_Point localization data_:
▬▬▬▬▬▬

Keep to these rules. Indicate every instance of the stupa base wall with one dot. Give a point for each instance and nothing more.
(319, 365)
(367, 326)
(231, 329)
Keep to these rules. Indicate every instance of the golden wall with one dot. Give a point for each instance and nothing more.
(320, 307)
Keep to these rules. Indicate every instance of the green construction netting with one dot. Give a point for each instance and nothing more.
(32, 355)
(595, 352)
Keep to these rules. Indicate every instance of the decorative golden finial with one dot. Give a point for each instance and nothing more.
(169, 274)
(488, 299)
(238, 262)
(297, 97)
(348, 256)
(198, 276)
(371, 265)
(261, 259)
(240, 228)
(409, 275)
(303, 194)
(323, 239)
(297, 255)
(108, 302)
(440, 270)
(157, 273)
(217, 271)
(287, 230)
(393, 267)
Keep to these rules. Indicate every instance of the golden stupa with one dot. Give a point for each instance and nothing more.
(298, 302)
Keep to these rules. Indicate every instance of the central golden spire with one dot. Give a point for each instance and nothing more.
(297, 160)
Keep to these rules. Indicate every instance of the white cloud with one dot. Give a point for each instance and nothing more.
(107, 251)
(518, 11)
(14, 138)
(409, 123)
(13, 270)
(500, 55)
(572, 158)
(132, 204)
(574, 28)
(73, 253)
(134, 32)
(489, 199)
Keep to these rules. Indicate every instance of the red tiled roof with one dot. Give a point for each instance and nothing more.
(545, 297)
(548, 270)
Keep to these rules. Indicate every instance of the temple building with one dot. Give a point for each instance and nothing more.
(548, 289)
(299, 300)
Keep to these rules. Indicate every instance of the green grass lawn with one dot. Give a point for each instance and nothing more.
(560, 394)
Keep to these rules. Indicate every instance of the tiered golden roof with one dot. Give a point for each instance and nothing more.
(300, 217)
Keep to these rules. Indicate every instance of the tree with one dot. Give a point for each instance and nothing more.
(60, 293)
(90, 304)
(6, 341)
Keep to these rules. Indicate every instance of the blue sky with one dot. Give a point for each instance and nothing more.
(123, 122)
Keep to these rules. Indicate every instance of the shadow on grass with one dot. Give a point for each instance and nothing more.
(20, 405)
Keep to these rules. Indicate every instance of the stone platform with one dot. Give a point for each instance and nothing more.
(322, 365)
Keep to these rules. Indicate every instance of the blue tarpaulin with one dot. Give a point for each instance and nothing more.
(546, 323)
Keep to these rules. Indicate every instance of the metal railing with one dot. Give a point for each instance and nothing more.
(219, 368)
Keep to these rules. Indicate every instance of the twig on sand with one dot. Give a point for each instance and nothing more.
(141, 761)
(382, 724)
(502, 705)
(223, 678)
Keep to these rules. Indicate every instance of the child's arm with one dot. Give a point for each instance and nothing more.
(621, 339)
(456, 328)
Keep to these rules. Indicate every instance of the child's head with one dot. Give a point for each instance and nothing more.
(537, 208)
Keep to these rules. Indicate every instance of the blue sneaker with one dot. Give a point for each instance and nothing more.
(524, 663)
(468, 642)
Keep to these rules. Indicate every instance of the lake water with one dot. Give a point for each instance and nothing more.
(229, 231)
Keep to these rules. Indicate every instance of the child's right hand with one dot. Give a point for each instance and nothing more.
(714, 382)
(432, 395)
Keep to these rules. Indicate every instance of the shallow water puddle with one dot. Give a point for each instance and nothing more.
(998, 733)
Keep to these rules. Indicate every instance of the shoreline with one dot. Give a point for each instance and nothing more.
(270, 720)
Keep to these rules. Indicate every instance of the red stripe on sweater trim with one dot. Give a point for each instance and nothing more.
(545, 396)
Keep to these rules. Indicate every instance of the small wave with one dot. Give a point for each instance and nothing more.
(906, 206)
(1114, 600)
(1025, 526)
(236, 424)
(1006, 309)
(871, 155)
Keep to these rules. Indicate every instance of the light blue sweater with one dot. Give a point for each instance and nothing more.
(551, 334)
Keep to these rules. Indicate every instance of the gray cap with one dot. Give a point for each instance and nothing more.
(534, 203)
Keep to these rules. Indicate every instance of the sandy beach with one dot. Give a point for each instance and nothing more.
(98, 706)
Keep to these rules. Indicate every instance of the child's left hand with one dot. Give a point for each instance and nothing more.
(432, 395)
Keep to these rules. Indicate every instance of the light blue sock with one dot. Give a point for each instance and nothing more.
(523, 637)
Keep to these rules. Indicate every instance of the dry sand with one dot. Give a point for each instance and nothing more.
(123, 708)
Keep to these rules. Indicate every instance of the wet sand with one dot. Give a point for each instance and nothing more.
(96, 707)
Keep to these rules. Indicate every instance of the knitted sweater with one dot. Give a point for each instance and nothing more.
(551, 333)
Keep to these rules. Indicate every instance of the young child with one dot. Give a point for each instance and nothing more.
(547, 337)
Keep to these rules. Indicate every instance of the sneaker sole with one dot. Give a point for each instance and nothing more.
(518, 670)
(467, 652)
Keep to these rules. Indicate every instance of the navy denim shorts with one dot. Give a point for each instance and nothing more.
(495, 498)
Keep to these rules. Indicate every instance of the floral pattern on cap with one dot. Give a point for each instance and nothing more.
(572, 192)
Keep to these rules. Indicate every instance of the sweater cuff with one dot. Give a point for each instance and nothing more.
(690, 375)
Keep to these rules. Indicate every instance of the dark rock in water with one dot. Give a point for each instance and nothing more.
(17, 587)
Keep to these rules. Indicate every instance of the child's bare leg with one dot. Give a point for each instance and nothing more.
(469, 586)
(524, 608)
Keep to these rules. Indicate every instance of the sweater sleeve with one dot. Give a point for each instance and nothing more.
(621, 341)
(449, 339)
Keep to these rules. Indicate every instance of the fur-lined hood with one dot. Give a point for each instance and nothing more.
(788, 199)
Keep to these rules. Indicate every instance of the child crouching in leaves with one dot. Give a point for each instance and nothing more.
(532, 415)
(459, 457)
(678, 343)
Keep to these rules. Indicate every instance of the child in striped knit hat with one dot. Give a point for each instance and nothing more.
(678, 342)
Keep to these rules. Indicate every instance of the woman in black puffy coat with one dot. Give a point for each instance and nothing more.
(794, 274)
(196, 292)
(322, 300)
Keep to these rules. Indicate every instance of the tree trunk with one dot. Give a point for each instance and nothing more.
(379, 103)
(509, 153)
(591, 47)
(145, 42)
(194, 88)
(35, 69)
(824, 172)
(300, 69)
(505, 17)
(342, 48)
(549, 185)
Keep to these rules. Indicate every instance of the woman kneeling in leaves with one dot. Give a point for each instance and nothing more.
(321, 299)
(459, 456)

▬▬▬▬▬▬

Repeat the data in full, exactly as supplied.

Keep to these rules. Indicate every instance of the stupa base wall with one dot. Give a point for each instance and nothing more.
(319, 365)
(367, 326)
(231, 329)
Keep to these rules. Indicate every instance of the golden wall with one dot. Give a point for each instance and nothing more.
(320, 307)
Keep to these rules. Indicate every instance of the green construction netting with one dot. Give a point for each instance and nothing more.
(32, 355)
(595, 352)
Keep to these rules. Indicate every instance of the decorative golden finial with one dot. Give a point for each instance and nothing more.
(169, 274)
(488, 299)
(238, 262)
(297, 97)
(348, 256)
(198, 276)
(371, 265)
(261, 259)
(240, 228)
(409, 275)
(303, 194)
(323, 239)
(297, 255)
(108, 302)
(440, 270)
(157, 273)
(217, 271)
(287, 230)
(393, 267)
Keep to these rules. Indicate every instance of the golden stupa with one dot. Give a point for each instance and nothing more.
(298, 302)
Keep to these rules. Indicate every instance of the central golden spire with one dot. Give a point for each instance and nothing more.
(297, 160)
Keep to these rules. Indicate every instance of the white cloud with one dot. Give a point for each instance and nothing more.
(107, 251)
(518, 11)
(14, 138)
(409, 123)
(13, 270)
(500, 55)
(572, 158)
(132, 204)
(574, 28)
(73, 253)
(134, 32)
(489, 199)
Keep to these rules. Indicate every instance of the red tiled roof with one dot. Give a point for each instance and nothing more.
(545, 297)
(548, 270)
Keep to these rules. Indicate every instance of the temple building with one dot. Give a point for each instance and nothing more.
(548, 289)
(299, 300)
Keep to these rules. Indicate every instance of the green grass lawn with one dot. Give a point for each instance and nothing more.
(560, 394)
Keep to these rules. Indicate every instance of the tiered golden roof with one dot. Give a point for each instance and nothing more.
(300, 217)
Keep to these rules. Indicate every instance of the tree with one dot. Give a point for each instance and nothing more.
(60, 293)
(90, 304)
(6, 341)
Keep to these rules. Indicate every instance of the blue sky with one dot. Give a point for each instance and nothing more.
(123, 122)
Keep to these rules. Indicate every instance of the shadow on grass with one dot. Give a point for each instance and nothing more.
(20, 405)
Keep to these rules. Indicate every instance of the stone platform with one dot. Give a point for each instance and nothing more.
(322, 365)
Keep to these rules. Indicate every instance of the blue tarpaulin with one dot. Give a point for each instance and nothing more.
(546, 323)
Keep to these rules. Indicate every instance of the metal railing with one dot. Give a point for each instance and nothing more.
(219, 368)
Keep to these rules. Indicate every instance of the twig on sand with one dot. Give a point for each instance and nothing more.
(141, 761)
(382, 724)
(502, 705)
(223, 678)
Keep to these rules. Indicate every instance of the child's arm with one dot. Give a point for each instance and nothing more.
(621, 339)
(456, 328)
Keep to these rules. Indicate every instance of the child's head with one dot. Give a point for each instance and nothing more.
(537, 208)
Keep to these rules. Indicate every instance of the blue sneaker with one dot. Give a point for each instance and nothing more.
(524, 663)
(468, 642)
Keep to these rules. Indicate every instance of the lake water with one dot. Give a point for each instance and nothing more.
(229, 231)
Keep to these rules. Indicate every instance of the child's right hand with one dot. Give a point for each instance and nothing more.
(714, 382)
(432, 395)
Keep to these rules. Indicate every instance of the shallow water puddle with one dot. Give a point for each instance and nothing more.
(998, 733)
Keep to these rules. Indicate every instance of the shoreline with one dot. Give a point for each instance and nothing more.
(270, 720)
Keep to these rules. Indicate every instance of the red stripe on sweater trim with one dot. Give a point for each instance and nothing more.
(545, 396)
Keep to these rules. Indicate every instance of the small wave with one dot. Give a point for each instance and nothing more.
(906, 206)
(1114, 600)
(1025, 526)
(236, 424)
(1006, 309)
(871, 155)
Keep to these rules. Indicate every instance of the light blue sweater with one dot. Give a point for each instance and nothing more.
(551, 334)
Keep to these rules. Indicate every instance of the gray cap with one dot. Give a point for each instance and nothing more.
(534, 203)
Keep to these rules. Indicate every instance of the sandy beach with one dot. Give a point for each instance and nothing more.
(98, 706)
Keep to these rules. Indicate every instance of the child's left hand with one dot. Give a point for each instance and nothing more.
(432, 395)
Keep to these rules. Indicate every instance of the light blue sock with one dot. Give a point for each instance and nothing more.
(523, 637)
Keep to these rules. Indicate every instance of the dry sand with one dot. Give a point for each instance and nothing more.
(123, 708)
Keep to these rules. Indicate every instance of the wet sand with one dot. Give a point for each instance and nothing more.
(96, 707)
Keep to these rules. Indicate every instance of the knitted sweater with one dot. Give a point for each instance and nothing more.
(551, 333)
Keep to these rules. Indicate every instance of the young child with one dot. Give a point for each instance and nothing more.
(547, 337)
Keep to these rules. Indicate every instance of the sneaker sole with one dot. Give a point for each instance and nothing more.
(518, 670)
(467, 652)
Keep to these rules. Indicate every instance of the navy denim shorts with one dot. Give a point for each instance and nothing more.
(495, 498)
Keep to these rules. Indicate every instance of the floral pattern on cap with one dot. Give a point for each instance and nothing more.
(572, 192)
Keep to these rules. Indicate every instance of the sweater cuff with one dot. Give a point for each instance and nothing more.
(690, 375)
Keep to these rules. Indicate every instance of the dark rock in water with one dot. Give a point for each instance and nothing more.
(17, 587)
Keep to these rules. Indicate every instance of the child's bare leg with one dot. Give a point for each instance and nothing more.
(469, 586)
(524, 608)
Keep to these rules. Indicate every instance of the sweater sleeve with one dot. Give a point for each instance and nothing more.
(621, 341)
(449, 339)
Keep to these rules. Indicate every instance of the fur-lined hood with one dot. Give a point for each instance and nothing more.
(788, 199)
Keep to these rules. Indicate every instance of the child crouching in leaves with one dot. Give a point for each instance and nothing more.
(532, 415)
(459, 457)
(678, 343)
Keep to these rules. Indicate every instance of the child in striped knit hat with one dot. Give a point for each instance and nothing more.
(678, 342)
Keep to these rules. Indicate every instance of the woman in black puffy coat with one dot. Give a point for each instance and nothing more.
(794, 274)
(196, 292)
(322, 300)
Keep to these rules. Indicate every instance of the tree trunk with one dot. Give a point for each instance and nothing more.
(379, 103)
(509, 153)
(591, 47)
(145, 42)
(194, 88)
(35, 69)
(824, 172)
(300, 69)
(505, 17)
(342, 48)
(549, 185)
Keep to these rules. Indicate every instance of the woman kneeling in leaves with one dot. Give a point for each instance and nothing more.
(321, 299)
(459, 456)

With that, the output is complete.